Requirement
Carry on the passage below about the IS1 insertion in rssB and the high RpoS level of strain MC4100TF, starting right after its final sentence.

Passage for review
* * *

Therefore, to test if the IS1 insertion in rssB is related to the intrinsic high-RpoS level in MC4100TF, a series of experiments was conducted. The rssAB+ operon was cloned in a low-copy plasmid (pBS28) and transformed into MC4100TF to complement the rssB::IS1 mutation. In parallel, the rssB gene of MC4100BS (a stock of MC4100 maintained in our laboratory, which is low-RpoS and rssB+ [18, 19]) was knocked-out by the introduction of a KmR cassete. RpoS-dependent phenotypes, such as glycogen accumulation, alkaline phosphatase activity and growth on acetate as the sole carbon source (inhibited by high RpoS)  were assayed in strains MC4100TF, MC4100BS, MC4100BS rssB::KmR and MC4100TF carrying pBS28. Figure 3A shows that MC4100TF and MC4100BS rssB::KmR stained dark with iodine, showed low AP activity and poor growth on acetate, as expected for high-RpoS strains. Conversely, MC4100BS and MC4100TF carrying pBS28 accumulated less glycogen, more AP and grew stronger on acetate, all characteristics of low-RpoS strains. An immunoblot with an anti-RpoS serum confirmed that both MC4100TF and MC4100BS rssB::KmR displayed high levels of RpoS when compared to MC4100BS (rssB+) (Figure 3B). Altogether, these results demonstrate that the intrinsic high level of RpoS in strain MC4100TF is indeed caused by the IS1 insertion in rssB. There is a priori no reason why the rssB+ genotype would not be restored in MC4100TF, but we did not detect it in any of the tested low-RpoS segregants. On top of its role in RpoS proteolysis rssB helps modulating polyadenylation and degradation of specific mRNAs, and its overexpression is toxic for the cell . Thus, it is possible that under the conditions tested (incubation in LB stabs), mutations in rpoS would be less costly than reversion of the rssB::IS1 mutation. Indeed, many evolution experiments in chemostats with MC4100TF have been carried out, but reversion of the rssB::IS1 mutation has not been observed in any of them [38, 39].

* * *

Information
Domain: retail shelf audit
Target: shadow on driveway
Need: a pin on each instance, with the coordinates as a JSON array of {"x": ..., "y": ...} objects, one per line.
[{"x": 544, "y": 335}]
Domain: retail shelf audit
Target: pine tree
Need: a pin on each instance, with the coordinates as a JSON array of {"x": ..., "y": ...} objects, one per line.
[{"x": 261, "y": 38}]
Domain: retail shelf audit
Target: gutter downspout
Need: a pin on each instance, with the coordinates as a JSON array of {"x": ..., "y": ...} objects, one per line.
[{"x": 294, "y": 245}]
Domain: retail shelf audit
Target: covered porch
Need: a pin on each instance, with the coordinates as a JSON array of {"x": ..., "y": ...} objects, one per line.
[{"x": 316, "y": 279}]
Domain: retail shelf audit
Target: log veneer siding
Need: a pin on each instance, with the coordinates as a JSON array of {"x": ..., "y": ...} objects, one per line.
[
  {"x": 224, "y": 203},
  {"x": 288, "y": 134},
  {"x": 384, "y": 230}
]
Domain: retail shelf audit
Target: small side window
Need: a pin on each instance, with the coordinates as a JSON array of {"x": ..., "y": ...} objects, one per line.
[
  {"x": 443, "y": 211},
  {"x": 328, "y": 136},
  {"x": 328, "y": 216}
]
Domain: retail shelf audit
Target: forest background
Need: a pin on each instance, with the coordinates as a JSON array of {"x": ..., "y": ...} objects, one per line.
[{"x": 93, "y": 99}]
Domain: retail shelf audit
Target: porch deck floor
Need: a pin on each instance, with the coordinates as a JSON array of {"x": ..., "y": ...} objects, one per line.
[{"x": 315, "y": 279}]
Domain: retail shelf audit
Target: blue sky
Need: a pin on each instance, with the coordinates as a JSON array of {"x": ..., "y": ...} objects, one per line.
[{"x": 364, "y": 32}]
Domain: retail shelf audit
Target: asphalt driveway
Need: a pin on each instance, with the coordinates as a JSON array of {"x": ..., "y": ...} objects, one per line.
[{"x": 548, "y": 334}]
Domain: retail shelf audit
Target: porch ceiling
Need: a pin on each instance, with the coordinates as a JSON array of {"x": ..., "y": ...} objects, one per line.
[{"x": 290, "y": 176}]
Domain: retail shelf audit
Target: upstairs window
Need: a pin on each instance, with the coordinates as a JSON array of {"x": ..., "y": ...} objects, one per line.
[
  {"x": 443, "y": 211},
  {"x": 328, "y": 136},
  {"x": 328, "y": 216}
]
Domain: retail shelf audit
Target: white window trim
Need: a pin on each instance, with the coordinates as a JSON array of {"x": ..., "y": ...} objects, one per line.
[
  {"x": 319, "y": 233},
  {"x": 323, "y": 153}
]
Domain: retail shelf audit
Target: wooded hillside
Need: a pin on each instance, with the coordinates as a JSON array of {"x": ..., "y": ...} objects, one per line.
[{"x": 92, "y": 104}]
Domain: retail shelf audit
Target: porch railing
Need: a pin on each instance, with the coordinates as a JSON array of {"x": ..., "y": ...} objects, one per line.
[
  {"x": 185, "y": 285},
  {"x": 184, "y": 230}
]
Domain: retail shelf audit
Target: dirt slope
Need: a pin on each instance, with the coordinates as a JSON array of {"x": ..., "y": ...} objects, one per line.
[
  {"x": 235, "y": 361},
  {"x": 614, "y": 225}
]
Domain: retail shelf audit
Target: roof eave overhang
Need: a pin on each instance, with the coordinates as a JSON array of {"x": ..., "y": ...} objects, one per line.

* * *

Answer area
Another potential input that might be upregulating rpoS in MC4100TF is ppGpp [20, 21]. ppGpp synthesis and degradation are driven by the products of the relA and spoT genes [40, 41]. MC4100TF carries two mutations in spoT (a H255Y substitution and a +QD insertion between residues 82 and 83) . When transferred to another E. coli strain, this spoT allele increased both ppGpp and RpoS levels. However, high levels of ppGpp and the same spoT mutations are present in MC4100BS as well . Therefore, ppGpp cannot explain the high RpoS level in MC4100TF, which is mainly due to the knock-out of rssB.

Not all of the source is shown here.